Excerpt –
◇ ◇ ◇ ◇ ◇ ◇ ◇

Wachovia Bank & Trust Company v. United States, 234 F. Supp. 897 (E.D.N.C. 1964)

US District Court for the Eastern District of North Carolina - 234 F. Supp. 897 (E.D.N.C. 1964)
September 21, 1964

234 F. Supp. 897 (1964)

WACHOVIA BANK & TRUST COMPANY, Administrator of the Estate of Luther A. Kiser, Plaintiff,
v.
UNITED STATES of America, Defendant.

No. C-4-WS-63.

United States District Court Middle District North Carolina, Winston-Salem Division.

September 21, 1964.

Weston P. Hatfield, Hatfield & Allman, Winston-Salem, N. C., for plaintiff.

Leonard Tatar, Department of Justice, Washington, D. C., and R. Bruce White, Jr., Asst. U. S. Atty. for Middle District of North Carolina, for defendant,

GORDON, District Judge.

Wachovia Bank & Trust Company, as Administrator of the estate of Luther A. Kiser, deceased, and plaintiff herein, filed this action in this court to recover federal estate taxes alleged to have been erroneously and illegally collected by the United States following a refusal by the District Director of Internal Revenue to allow the estate marital deductions claimed by the plaintiff.

The facts in this case are stipulated. The following statement is considered sufficient for the purposes of this opinion.

Luther A. Kiser died a resident of Forsyth County, North Carolina, on January 31, 1960. He died intestate and seized of certain real estate located in *898 North Carolina. He was survived by his widow, Della O. Kiser, two sisters, and thirteen nieces and nephews. The plaintiff herein duly qualified as administrator of Mr. Kiser's estate before the Clerk of the Superior Court of Forsyth County.

The widow's dower in the real property had not been assigned or laid off in kind as of June 2, 1960. On that date the next of kin of Luther A. Kiser instituted a special proceeding in the Superior Court of Forsyth County, pursuant to N. C. General Statutes, Chapter 30, § 12 and Chapter 46, § 22. Upon a hearing in the matter, the court entered an order dated October 6, 1960, whereby the plaintiff was appointed Commissioner to sell the property of the intestate. On November 30, 1961, the court entered an order for disbursement whereby the court found that the plaintiff had completed the sale of all the real property of which the intestate had died seized and the gross amount of receipts from the sale of such property amounted to the sum of $78,402.50. After payment of expenses of $15,897.23, Della O. Kiser, widow, pursuant to N. C. General Statutes, Chapter 46, § 24, was paid the sum of $17,805.29, less expenses, on December 5, 1961.

In addition, Della O. Kiser applied for and was awarded by the court the sum of $750.00 for her widow's year's allowance pursuant to N. C. General Statutes, Chapter 30, § 15.

◇ ◇ ◇ ◇ ◇ ◇ ◇

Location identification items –
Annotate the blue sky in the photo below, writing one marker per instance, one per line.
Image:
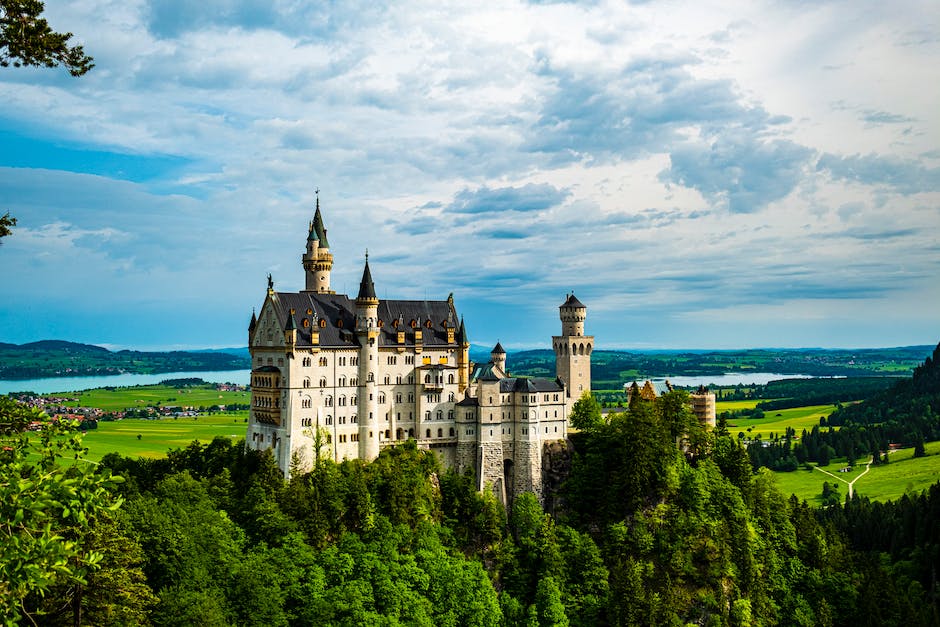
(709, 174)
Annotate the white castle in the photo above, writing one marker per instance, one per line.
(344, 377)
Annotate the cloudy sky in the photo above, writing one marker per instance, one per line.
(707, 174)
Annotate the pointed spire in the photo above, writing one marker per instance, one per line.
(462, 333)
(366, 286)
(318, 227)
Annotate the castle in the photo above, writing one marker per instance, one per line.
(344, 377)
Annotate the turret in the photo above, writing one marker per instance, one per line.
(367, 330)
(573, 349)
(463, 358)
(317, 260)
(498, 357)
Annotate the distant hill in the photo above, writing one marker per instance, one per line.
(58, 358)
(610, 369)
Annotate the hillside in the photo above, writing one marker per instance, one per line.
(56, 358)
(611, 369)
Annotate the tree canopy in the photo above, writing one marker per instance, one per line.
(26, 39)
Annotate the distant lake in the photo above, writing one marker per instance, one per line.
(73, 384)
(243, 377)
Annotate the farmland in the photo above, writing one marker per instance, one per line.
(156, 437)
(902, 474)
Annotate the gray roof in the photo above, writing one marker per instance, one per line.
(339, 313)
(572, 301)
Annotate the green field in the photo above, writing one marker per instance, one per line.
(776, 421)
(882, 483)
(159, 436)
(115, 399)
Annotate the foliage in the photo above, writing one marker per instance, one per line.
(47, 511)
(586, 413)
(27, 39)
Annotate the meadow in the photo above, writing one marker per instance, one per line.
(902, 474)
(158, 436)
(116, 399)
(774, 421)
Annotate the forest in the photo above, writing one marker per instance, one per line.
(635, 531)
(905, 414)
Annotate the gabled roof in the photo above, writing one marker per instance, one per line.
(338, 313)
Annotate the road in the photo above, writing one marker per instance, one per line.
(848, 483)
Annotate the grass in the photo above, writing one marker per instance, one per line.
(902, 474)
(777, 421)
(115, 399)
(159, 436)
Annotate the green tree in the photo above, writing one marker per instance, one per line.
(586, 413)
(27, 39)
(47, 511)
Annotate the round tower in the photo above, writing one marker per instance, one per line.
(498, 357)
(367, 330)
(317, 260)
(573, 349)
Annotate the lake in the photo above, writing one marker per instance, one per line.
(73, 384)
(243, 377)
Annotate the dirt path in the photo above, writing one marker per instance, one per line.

◇ ◇ ◇ ◇ ◇ ◇ ◇

Written request A – According to the court opinion, on what date did Luther A. Kiser die?
Written request B – Rewrite everything in the court opinion from "United States District" down to "C., for plaintiff.", putting "Greensboro Division" in place of "Winston-Salem Division".
None of the items is needed here.

Final result A – January 31, 1960.

Final result B –
United States District Court Middle District North Carolina, Greensboro Division.

September 21, 1964.

Weston P. Hatfield, Hatfield & Allman, Winston-Salem, N. C., for plaintiff.